EXERCISE A> Print the part of the primecoin thread that begins at the words "It’s a candidate" and stops after the words "cannot fucking understand.".
EXERCISE B> Proceed with the primecoin thread, writing on from its final sentence.

Mikaelh has found out that the ratio of 9 chains to 10 chains is not 10, but more close to 30. If every time difficulty increases by 1 there will be less than 1/10 times target chains, the effect is similar decreasing the number “2” in Moore’s Law, increasing the total sum.

To summarize, with reasonable assumptions there will be a cap of primecoins, of about 25 million.

Edit: wrong lable of years in table and typo. Add the missing first “-” in N *c * 10^-(diff-6). Changed “greater than 2” to “…1” in the first line.

XPM has incredible beauty. If there is a coin to go religious on, for me (as a mathematics enthusiast), it is XPM.

It’s a candidate for inter-galactic commerce. Every block can be traced to a Cunningham chain which is both unique and universal no matter where or in which dimension you live It’s like the serial number printed on the bill. Now the inter-galactic blockchain is going to be big…

After a solid year of researching bitcoin, I may now be ready to begin to understand XPM. For reference, I have a math bachelors and a physics masters. This isn’t to gloat, but rather a tip of my hat to sunny because his is the only whitepaper I cannot fucking understand.

GIVEN ENTRIES>
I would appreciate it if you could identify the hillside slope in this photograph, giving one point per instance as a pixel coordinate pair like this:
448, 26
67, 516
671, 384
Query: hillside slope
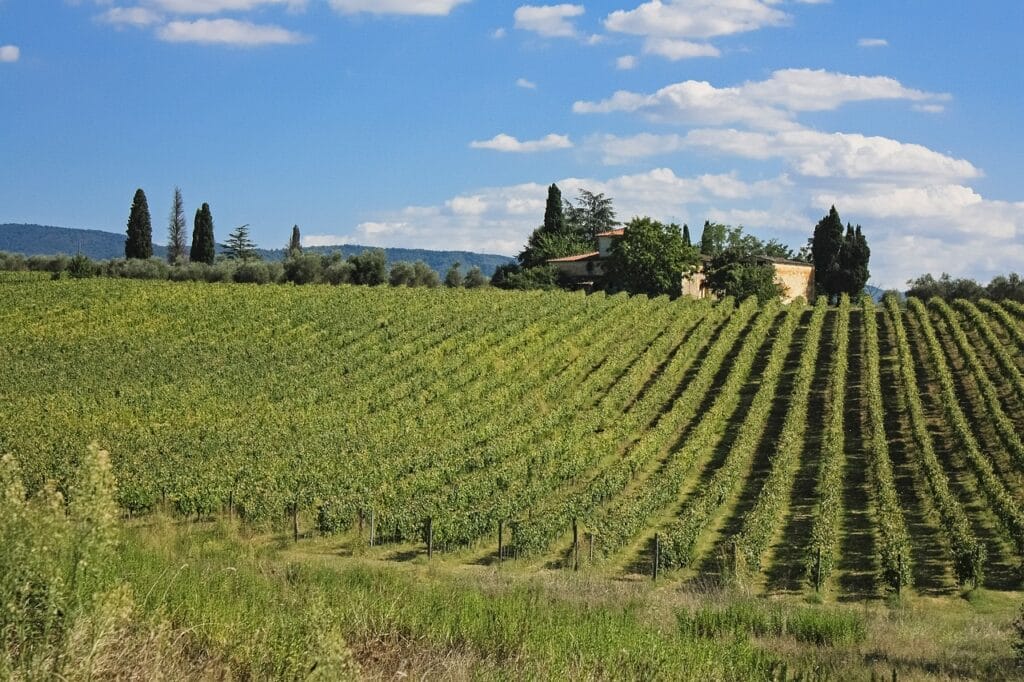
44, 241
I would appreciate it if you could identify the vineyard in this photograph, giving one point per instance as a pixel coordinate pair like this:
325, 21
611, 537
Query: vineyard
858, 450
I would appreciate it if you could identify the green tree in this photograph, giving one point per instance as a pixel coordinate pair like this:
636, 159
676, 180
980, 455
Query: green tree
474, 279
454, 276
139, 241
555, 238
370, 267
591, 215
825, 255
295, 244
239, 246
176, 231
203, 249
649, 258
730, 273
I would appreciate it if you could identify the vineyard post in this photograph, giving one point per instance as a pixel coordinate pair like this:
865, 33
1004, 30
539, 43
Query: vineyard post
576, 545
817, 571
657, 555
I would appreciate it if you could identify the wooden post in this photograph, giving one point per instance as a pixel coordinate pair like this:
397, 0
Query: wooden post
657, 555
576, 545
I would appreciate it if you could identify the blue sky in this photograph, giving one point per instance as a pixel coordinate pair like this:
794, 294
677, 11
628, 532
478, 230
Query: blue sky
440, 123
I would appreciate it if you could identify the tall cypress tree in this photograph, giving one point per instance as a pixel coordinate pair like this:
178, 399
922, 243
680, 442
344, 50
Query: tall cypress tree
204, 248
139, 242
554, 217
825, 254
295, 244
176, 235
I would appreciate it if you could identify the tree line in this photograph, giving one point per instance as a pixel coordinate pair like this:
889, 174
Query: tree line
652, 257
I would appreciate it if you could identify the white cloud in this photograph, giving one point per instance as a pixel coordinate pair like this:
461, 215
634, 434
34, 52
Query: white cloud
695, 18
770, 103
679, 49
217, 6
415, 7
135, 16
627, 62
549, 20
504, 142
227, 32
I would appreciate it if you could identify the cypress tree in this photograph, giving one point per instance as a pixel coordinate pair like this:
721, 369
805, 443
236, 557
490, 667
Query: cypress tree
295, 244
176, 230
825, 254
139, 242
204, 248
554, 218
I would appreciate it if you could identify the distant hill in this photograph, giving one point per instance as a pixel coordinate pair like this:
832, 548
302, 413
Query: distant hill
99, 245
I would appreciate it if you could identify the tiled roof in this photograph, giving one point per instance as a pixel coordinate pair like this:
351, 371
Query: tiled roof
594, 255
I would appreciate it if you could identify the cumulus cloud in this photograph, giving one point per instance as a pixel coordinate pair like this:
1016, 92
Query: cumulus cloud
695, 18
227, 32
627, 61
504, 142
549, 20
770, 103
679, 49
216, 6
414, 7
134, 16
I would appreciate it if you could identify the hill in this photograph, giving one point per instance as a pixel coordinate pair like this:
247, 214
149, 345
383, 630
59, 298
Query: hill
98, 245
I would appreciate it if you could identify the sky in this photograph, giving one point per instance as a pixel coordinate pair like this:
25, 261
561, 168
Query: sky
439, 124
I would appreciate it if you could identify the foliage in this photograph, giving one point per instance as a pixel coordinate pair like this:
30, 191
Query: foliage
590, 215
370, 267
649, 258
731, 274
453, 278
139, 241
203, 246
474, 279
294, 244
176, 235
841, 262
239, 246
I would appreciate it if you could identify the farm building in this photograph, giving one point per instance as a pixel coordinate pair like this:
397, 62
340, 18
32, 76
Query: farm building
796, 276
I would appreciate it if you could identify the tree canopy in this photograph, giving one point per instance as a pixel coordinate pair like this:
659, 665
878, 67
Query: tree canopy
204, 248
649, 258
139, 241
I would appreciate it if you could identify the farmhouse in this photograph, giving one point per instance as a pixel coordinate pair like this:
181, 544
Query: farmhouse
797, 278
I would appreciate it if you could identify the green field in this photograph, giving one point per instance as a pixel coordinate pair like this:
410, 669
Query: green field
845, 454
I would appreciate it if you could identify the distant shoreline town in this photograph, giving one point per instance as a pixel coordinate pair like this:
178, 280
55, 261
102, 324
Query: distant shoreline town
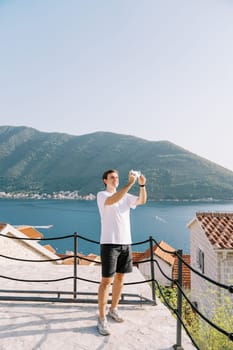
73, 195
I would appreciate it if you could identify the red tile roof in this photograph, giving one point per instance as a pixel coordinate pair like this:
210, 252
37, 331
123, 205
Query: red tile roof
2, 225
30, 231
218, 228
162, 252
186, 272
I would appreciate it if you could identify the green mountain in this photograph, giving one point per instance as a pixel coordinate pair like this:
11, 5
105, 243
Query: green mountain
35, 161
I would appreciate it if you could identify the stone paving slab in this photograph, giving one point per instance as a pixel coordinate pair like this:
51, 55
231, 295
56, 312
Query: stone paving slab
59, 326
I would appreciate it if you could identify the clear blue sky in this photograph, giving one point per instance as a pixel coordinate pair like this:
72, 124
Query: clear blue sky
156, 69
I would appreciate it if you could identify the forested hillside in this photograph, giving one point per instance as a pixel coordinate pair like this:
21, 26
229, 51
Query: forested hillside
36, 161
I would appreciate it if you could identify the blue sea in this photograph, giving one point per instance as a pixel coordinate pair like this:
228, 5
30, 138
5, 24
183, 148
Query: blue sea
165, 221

YOUR RESPONSE A>
It’s a candidate for inter-galactic commerce. Every block can be traced to a Cunningham chain which is both unique and universal no matter where or in which dimension you live It’s like the serial number printed on the bill. Now the inter-galactic blockchain is going to be big…

After a solid year of researching bitcoin, I may now be ready to begin to understand XPM. For reference, I have a math bachelors and a physics masters. This isn’t to gloat, but rather a tip of my hat to sunny because his is the only whitepaper I cannot fucking understand.

YOUR RESPONSE B>
I have too many questions.

as someone who did maths as well… i find most of this beyond me as well and have so many questions I would love answered, and yup juat makes me take my hat for sunny at the sheer genius of his mind and abilities

Fuzzybear

Yep…I find myself teaching bitcointalk users about prime characteristic fields, you know, the easy shit.

XPM circlejerk here - this is some SERIOUS number theory…and, like. just wow.

I recently wrote to a reddit user on peercoin who was hating on XPM:

[size=8pt]"XPM has unique, remarkable properties. For example, there is no hard coded limit in the supply yet it is guided by the theorems we know from number theory about the distribution of the prime numbers. From this we can easily infer some reasonable upper bounds in the 20 milliion range for the next century or so - that is, barring some paradigm shift in computing. But the interesting thing about THAT is that XPM will respond to such a paradigm shift, as if to take on whatever form it needs to in order to compliment the nature of the computing world it lives in.

In essence, moore’s law itself governs the coin cap, which is absolutely distinct economically from all other cryptocoins with hard coded limits. XPM seems as if to “breathe with nature” if you catch my drift.

XPM is my favorite coin in fact because of this. Its economics are somehow “natural” rather than arbitrary.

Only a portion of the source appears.